■ READING TEXT ■
** Begin **
My professional life began in youth services, where one of my first jobs was at the King County Juvenile Court. I was assigned to the maximum security cell block known as the Special Programs Unit (detention staff called it "SPU"), and it is these from experiences that David's character in We Are the Love Gods is drawn. Within a year, I landed program development positions working with inner-city youth at Camp Fire Boys & Girls and King County Boys & Girls Clubs.

 

I went on to organize community programs for women transitioning off public assistance, people with disabilities, teen parents, and battered women. My work took me to the Metropolitan Seattle Urban League, the Minority Executive Directors Coalition, United Way, and the Northwest Women's Law Center, among other organizations. I also served as a speaker for the Lifelong AIDS Alliance and People of Color Against AIDS Network. (For a complete list of my community work, click here.)

 

These experiences informed my rite of passage as an African American woman and provided rich inspiration for my future novel.
** End **
Point placement records:
** Begin **
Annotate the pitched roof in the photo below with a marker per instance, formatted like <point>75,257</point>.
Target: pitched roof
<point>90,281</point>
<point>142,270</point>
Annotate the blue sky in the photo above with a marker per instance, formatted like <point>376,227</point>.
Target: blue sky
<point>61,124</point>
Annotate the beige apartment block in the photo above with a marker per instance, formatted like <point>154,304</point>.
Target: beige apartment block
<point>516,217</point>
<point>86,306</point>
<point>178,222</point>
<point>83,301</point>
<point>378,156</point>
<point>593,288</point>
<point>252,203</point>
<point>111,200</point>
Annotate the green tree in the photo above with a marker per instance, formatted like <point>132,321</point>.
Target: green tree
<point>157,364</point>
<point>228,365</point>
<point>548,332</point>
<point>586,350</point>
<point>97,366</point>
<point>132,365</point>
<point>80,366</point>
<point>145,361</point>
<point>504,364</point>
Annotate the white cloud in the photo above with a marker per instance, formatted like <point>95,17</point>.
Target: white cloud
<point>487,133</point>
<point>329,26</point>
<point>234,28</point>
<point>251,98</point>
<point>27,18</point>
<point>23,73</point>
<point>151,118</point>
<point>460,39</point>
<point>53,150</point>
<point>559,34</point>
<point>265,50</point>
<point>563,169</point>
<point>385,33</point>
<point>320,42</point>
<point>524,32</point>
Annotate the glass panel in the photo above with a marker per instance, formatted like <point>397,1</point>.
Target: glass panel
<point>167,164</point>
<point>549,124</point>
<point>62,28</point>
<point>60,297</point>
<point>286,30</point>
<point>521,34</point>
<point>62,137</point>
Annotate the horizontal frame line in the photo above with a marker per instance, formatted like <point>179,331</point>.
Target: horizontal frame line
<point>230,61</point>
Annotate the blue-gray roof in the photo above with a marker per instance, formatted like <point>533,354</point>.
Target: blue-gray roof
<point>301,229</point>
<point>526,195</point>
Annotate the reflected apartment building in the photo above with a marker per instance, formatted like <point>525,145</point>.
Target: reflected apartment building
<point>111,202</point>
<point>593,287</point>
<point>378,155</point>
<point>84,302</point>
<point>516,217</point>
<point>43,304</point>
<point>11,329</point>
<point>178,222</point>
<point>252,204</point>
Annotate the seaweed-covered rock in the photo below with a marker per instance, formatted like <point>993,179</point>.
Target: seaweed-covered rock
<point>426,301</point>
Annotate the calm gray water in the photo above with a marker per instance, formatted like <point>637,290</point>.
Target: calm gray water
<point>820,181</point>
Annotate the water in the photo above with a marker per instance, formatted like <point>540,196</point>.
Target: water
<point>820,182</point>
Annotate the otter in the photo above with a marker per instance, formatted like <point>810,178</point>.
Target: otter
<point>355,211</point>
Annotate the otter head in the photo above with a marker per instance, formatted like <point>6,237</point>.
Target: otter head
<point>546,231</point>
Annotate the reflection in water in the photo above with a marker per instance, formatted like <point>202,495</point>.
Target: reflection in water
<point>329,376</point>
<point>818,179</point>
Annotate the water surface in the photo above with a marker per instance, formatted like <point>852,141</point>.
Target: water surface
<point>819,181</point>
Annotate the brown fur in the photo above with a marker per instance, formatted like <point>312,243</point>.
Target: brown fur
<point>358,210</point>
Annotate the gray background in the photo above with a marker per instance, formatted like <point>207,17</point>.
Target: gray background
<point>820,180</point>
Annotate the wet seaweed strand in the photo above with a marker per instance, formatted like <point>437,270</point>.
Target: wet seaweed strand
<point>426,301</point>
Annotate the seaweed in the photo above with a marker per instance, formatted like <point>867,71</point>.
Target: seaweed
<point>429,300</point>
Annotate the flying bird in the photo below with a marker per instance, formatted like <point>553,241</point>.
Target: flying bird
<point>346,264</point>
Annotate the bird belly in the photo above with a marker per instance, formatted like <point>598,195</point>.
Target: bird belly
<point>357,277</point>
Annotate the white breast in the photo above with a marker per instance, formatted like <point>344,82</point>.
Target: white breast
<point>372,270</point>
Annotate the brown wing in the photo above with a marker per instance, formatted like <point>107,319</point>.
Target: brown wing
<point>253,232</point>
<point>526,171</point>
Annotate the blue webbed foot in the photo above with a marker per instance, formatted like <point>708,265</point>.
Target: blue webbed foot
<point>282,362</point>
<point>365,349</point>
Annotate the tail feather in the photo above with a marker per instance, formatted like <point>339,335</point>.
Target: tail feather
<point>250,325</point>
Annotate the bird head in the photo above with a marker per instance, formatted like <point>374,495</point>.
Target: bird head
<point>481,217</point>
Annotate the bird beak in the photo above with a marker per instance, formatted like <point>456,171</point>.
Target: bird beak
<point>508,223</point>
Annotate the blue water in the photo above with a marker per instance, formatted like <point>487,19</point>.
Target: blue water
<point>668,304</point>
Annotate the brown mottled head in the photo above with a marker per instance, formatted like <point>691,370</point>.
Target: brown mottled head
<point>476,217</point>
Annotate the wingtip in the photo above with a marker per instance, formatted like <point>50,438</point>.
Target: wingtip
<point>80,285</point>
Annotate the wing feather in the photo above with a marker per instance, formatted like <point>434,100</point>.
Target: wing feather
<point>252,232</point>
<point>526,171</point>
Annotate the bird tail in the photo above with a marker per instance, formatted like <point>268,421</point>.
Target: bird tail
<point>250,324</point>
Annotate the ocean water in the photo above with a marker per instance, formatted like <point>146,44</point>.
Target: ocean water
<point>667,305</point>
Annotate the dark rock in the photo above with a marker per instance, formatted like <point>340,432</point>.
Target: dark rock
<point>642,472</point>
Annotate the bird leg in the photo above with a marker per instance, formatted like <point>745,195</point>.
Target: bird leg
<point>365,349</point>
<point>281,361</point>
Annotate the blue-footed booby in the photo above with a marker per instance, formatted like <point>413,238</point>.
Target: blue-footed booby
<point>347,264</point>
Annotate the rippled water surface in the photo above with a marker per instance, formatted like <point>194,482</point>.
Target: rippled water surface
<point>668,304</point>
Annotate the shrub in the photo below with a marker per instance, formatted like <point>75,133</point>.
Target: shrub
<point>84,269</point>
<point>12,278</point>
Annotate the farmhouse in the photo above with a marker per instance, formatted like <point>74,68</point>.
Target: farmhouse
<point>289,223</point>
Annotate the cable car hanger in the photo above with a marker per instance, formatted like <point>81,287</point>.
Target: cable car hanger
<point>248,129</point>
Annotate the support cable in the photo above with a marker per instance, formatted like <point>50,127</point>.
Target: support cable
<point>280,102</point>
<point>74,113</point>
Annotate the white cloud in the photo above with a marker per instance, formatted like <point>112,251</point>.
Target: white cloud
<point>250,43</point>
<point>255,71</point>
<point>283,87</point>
** End **
■ WORK TO COMPLETE ■
A. Answer each question about the career passage in one short phrase:
(i) At which court did one of the writer's first jobs take place?
(ii) Which character in We Are the Love Gods draws on the writer's experiences in the Special Programs Unit?
(iii) For which two groups did the writer serve as a speaker?
B. Proceed with the career passage, writing on from the point where it stops.
These lines are separate material and are not part of the career passage.

■ PER-TASK ANSWERS ■
A.
(i) The King County Juvenile Court
(ii) David
(iii) The Lifelong AIDS Alliance and the People of Color Against AIDS Network

B.
African American males

 

I wish I could say the predicament for youth of color has improved, but the statistics tell a different, alarming story. A third of African American males between the ages of 20 and 29 are in the criminal justice system. Forty percent of the U.S. prison population is African American. Black males between the ages of 30 and 34 have the highest incarceration rates of any race or ethnicity, and are four times more likely to be murdered than any other demographic in the U.S. Four out of five black victims are killed by guns. Whole generations of black youth are being lost to gang violence.

 

Something is fundamentally wrong. "But who in the hell cares?" cries Tupac Shakur on 2Pacalypse Now.

 

What can we do to save our brothers, sons, nephews and fathers from the tortured legacy that annihilates them? I look forward to exploring in my fiction the cultural, institutional, and interpersonal themes that contribute to the assault on African American males, and the efforts underway, such as President Obama's "My Brothers Keeper" program, to halt the death spiral and make our men whole.